** Source information follows **

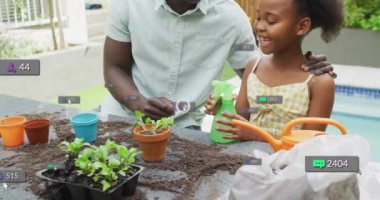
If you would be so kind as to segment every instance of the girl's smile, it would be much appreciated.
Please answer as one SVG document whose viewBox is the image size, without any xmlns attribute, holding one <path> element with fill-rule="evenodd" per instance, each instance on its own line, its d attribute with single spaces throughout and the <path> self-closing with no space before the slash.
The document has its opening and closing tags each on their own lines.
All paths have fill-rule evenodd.
<svg viewBox="0 0 380 200">
<path fill-rule="evenodd" d="M 258 35 L 258 39 L 259 39 L 260 47 L 264 51 L 267 50 L 272 43 L 272 40 L 269 37 Z"/>
</svg>

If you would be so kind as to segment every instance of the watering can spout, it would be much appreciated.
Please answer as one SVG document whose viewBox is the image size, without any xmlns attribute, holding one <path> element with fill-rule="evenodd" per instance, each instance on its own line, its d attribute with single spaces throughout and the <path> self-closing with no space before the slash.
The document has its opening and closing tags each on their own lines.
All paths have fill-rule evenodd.
<svg viewBox="0 0 380 200">
<path fill-rule="evenodd" d="M 259 128 L 258 126 L 255 126 L 249 122 L 236 120 L 236 119 L 233 119 L 231 121 L 231 124 L 232 124 L 232 126 L 244 127 L 245 129 L 248 129 L 248 130 L 256 133 L 260 137 L 264 138 L 264 140 L 267 141 L 272 146 L 273 150 L 275 150 L 275 151 L 282 149 L 282 141 L 281 140 L 277 140 L 272 135 L 270 135 L 269 133 L 267 133 L 263 129 Z"/>
</svg>

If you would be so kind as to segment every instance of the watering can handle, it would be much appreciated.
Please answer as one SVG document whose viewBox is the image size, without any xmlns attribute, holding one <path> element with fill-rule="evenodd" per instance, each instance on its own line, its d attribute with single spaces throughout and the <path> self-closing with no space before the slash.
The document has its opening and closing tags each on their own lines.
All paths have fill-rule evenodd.
<svg viewBox="0 0 380 200">
<path fill-rule="evenodd" d="M 340 132 L 342 133 L 342 135 L 347 135 L 346 128 L 344 128 L 344 126 L 336 120 L 332 120 L 332 119 L 328 119 L 328 118 L 318 118 L 318 117 L 301 117 L 301 118 L 297 118 L 297 119 L 292 120 L 289 123 L 287 123 L 285 125 L 284 129 L 282 130 L 282 136 L 291 135 L 291 131 L 292 131 L 293 127 L 295 127 L 299 124 L 305 124 L 305 123 L 307 123 L 307 124 L 330 124 L 330 125 L 337 127 L 340 130 Z"/>
</svg>

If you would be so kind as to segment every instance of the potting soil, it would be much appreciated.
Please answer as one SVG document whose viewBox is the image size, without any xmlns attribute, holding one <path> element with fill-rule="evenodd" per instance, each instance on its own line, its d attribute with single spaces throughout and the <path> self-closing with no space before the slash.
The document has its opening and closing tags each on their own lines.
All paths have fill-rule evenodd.
<svg viewBox="0 0 380 200">
<path fill-rule="evenodd" d="M 29 144 L 19 148 L 7 149 L 15 155 L 0 160 L 5 168 L 22 169 L 27 172 L 30 190 L 46 198 L 46 187 L 35 173 L 47 168 L 48 164 L 59 166 L 65 160 L 65 154 L 57 145 L 62 141 L 73 141 L 74 135 L 68 119 L 63 119 L 61 113 L 41 113 L 23 115 L 28 120 L 45 118 L 51 121 L 49 144 Z M 95 145 L 104 144 L 111 139 L 119 144 L 138 148 L 131 135 L 132 127 L 128 122 L 99 122 Z M 135 164 L 145 167 L 139 178 L 136 194 L 129 199 L 145 199 L 139 186 L 151 190 L 168 191 L 175 194 L 176 199 L 191 199 L 198 189 L 200 177 L 210 176 L 218 170 L 231 174 L 242 165 L 248 156 L 222 153 L 222 147 L 192 142 L 172 133 L 168 142 L 165 159 L 160 162 L 144 162 L 141 156 Z"/>
</svg>

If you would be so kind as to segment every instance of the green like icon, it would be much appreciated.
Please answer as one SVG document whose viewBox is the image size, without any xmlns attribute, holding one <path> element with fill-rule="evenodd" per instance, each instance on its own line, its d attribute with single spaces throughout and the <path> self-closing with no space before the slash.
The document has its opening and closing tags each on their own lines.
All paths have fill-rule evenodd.
<svg viewBox="0 0 380 200">
<path fill-rule="evenodd" d="M 267 102 L 267 97 L 260 97 L 259 101 L 260 102 Z"/>
<path fill-rule="evenodd" d="M 326 160 L 313 160 L 314 168 L 324 168 L 326 167 Z"/>
</svg>

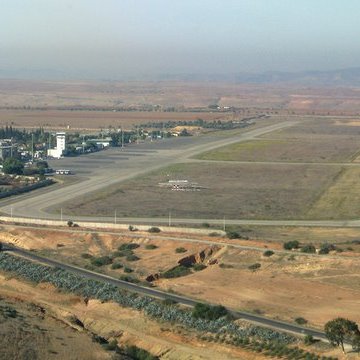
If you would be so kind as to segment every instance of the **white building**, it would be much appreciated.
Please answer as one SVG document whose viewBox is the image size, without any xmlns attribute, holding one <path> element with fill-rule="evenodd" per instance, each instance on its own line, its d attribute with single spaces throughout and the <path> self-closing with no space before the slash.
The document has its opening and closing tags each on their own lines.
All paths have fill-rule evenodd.
<svg viewBox="0 0 360 360">
<path fill-rule="evenodd" d="M 56 148 L 48 149 L 48 156 L 60 159 L 66 149 L 66 133 L 56 133 Z"/>
</svg>

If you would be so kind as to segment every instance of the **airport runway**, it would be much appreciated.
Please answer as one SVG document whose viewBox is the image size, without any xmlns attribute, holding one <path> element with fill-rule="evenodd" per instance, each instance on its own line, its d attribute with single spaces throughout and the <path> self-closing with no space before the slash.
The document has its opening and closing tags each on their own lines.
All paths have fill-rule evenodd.
<svg viewBox="0 0 360 360">
<path fill-rule="evenodd" d="M 53 160 L 50 162 L 53 168 L 73 170 L 81 177 L 80 181 L 68 186 L 56 186 L 53 191 L 50 187 L 46 190 L 34 191 L 26 196 L 5 199 L 0 202 L 0 211 L 16 217 L 59 220 L 59 215 L 51 214 L 46 209 L 134 176 L 174 163 L 189 161 L 189 158 L 195 154 L 236 142 L 252 140 L 257 136 L 294 124 L 296 124 L 294 121 L 284 121 L 252 130 L 251 128 L 244 129 L 243 133 L 231 137 L 217 136 L 215 132 L 213 135 L 164 139 Z M 80 219 L 95 220 L 90 217 L 72 216 L 72 220 Z"/>
</svg>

** End of Source information **

# What is expected
Nothing but the records above, exact and without pictures, should appear in the answer.

# Exercise answer
If you would be so kind as to segment every instance of the girl's smile, it would be much appreciated.
Please answer as one SVG document whose viewBox is the image size, without any xmlns attribute, holding one <path> element with fill-rule="evenodd" per instance, each instance on its own line, its d attribute with single spaces throughout and the <path> self-closing with no space before the slash.
The document has its opening and closing tags each on their own lines.
All paths have fill-rule evenodd.
<svg viewBox="0 0 380 200">
<path fill-rule="evenodd" d="M 258 35 L 258 39 L 259 39 L 260 47 L 264 51 L 267 50 L 272 43 L 272 40 L 269 37 Z"/>
</svg>

If you would be so kind as to segment every instance of the watering can spout, it would be much appreciated.
Please answer as one SVG document whose viewBox is the image size, without any xmlns attribute, holding one <path> element with fill-rule="evenodd" per instance, each instance on its own line, its d attribute with single spaces throughout and the <path> self-closing with no space before the slash.
The document has its opening and closing tags each on their own lines.
All paths have fill-rule evenodd.
<svg viewBox="0 0 380 200">
<path fill-rule="evenodd" d="M 259 128 L 258 126 L 255 126 L 249 122 L 236 120 L 236 119 L 233 119 L 231 121 L 231 124 L 232 124 L 232 126 L 244 127 L 245 129 L 248 129 L 248 130 L 256 133 L 260 137 L 264 138 L 264 140 L 267 141 L 272 146 L 273 150 L 275 150 L 275 151 L 282 149 L 282 141 L 281 140 L 277 140 L 272 135 L 270 135 L 269 133 L 267 133 L 263 129 Z"/>
</svg>

If you would be so kind as to segment every instance of the watering can handle, it would be much appreciated.
Please answer as one SVG document whose viewBox is the image size, without any xmlns attribute, holding one <path> element with fill-rule="evenodd" per instance, each instance on its own line, its d attribute with single spaces throughout and the <path> self-closing with no space before the slash.
The document has its opening and closing tags each on their own lines.
All paths have fill-rule evenodd.
<svg viewBox="0 0 380 200">
<path fill-rule="evenodd" d="M 340 132 L 342 133 L 342 135 L 347 135 L 346 128 L 344 128 L 344 126 L 336 120 L 332 120 L 332 119 L 328 119 L 328 118 L 318 118 L 318 117 L 301 117 L 301 118 L 297 118 L 297 119 L 292 120 L 289 123 L 287 123 L 285 125 L 284 129 L 282 130 L 282 136 L 291 135 L 291 131 L 292 131 L 293 127 L 295 127 L 299 124 L 305 124 L 305 123 L 307 123 L 307 124 L 330 124 L 330 125 L 337 127 L 340 130 Z"/>
</svg>

If you would be so kind as to segment every instance of the potting soil, it would be much appreciated.
Please answer as one SVG document whose viewBox is the image size, without any xmlns attribute, holding one <path> element with fill-rule="evenodd" per instance, each instance on its own line, its d attribute with single spaces throughout and the <path> self-closing with no space before the slash.
The document has its opening and closing tags each on their own lines.
All paths have fill-rule evenodd.
<svg viewBox="0 0 380 200">
<path fill-rule="evenodd" d="M 29 144 L 19 148 L 7 149 L 15 155 L 0 160 L 5 168 L 22 169 L 27 172 L 30 190 L 46 198 L 46 187 L 35 173 L 47 168 L 48 164 L 59 166 L 65 160 L 65 154 L 57 145 L 62 141 L 73 141 L 74 135 L 68 119 L 63 119 L 61 113 L 41 113 L 23 115 L 28 120 L 45 118 L 51 121 L 49 144 Z M 95 145 L 104 144 L 111 139 L 119 144 L 138 148 L 131 135 L 132 127 L 128 122 L 99 122 Z M 135 164 L 145 167 L 139 178 L 136 194 L 129 199 L 145 199 L 139 186 L 151 190 L 168 191 L 175 194 L 176 199 L 191 199 L 198 189 L 200 177 L 210 176 L 218 170 L 231 174 L 242 165 L 248 156 L 222 153 L 222 147 L 192 142 L 172 133 L 168 142 L 165 159 L 160 162 L 144 162 L 141 156 Z"/>
</svg>

If you would be so kind as to segment every instance of the green like icon, it would be much appreciated.
Please answer as one SVG document whose viewBox is the image size, without any xmlns attribute, holding one <path> element with fill-rule="evenodd" per instance, each instance on its own line, its d attribute with single spaces throughout and the <path> self-closing with no space before the slash.
The document has its opening and closing tags each on their own lines.
All paths have fill-rule evenodd.
<svg viewBox="0 0 380 200">
<path fill-rule="evenodd" d="M 267 102 L 267 97 L 260 97 L 259 101 L 260 102 Z"/>
<path fill-rule="evenodd" d="M 326 160 L 313 160 L 314 168 L 324 168 L 326 167 Z"/>
</svg>

If you would be so kind as to segment every instance of the **white building**, it would be much appreciated.
Please answer as one SVG document whose viewBox is the image size, without any xmlns attribute, holding one <path> element with fill-rule="evenodd" per instance, each instance on its own line, its d attribute with single spaces throughout and the <path> self-closing with no space before the slash.
The document has its opening and closing tags each on their own lines.
All paths have fill-rule evenodd.
<svg viewBox="0 0 360 360">
<path fill-rule="evenodd" d="M 56 148 L 48 149 L 48 156 L 60 159 L 66 149 L 66 133 L 56 133 Z"/>
</svg>

If you would be so kind as to segment every instance of the **airport runway**, it would be much appreciated.
Please answer as one SVG document whose viewBox is the image size, without any xmlns attribute, holding one <path> element with fill-rule="evenodd" per instance, each instance on its own line, its d attribute with single spaces throughout and the <path> self-closing with no space before the slash.
The document has its opening and closing tags each on their own lines.
All paths have fill-rule evenodd.
<svg viewBox="0 0 360 360">
<path fill-rule="evenodd" d="M 53 160 L 50 162 L 53 168 L 73 170 L 81 177 L 80 181 L 68 186 L 56 186 L 53 191 L 50 187 L 46 190 L 34 191 L 26 196 L 5 199 L 0 202 L 0 211 L 16 217 L 59 220 L 59 215 L 51 214 L 46 209 L 134 176 L 174 163 L 189 161 L 189 158 L 195 154 L 236 142 L 252 140 L 257 136 L 294 124 L 296 124 L 294 121 L 284 121 L 252 130 L 251 128 L 244 129 L 243 133 L 231 137 L 217 136 L 215 132 L 213 135 L 164 139 Z M 80 219 L 95 220 L 90 217 L 72 216 L 72 220 Z"/>
</svg>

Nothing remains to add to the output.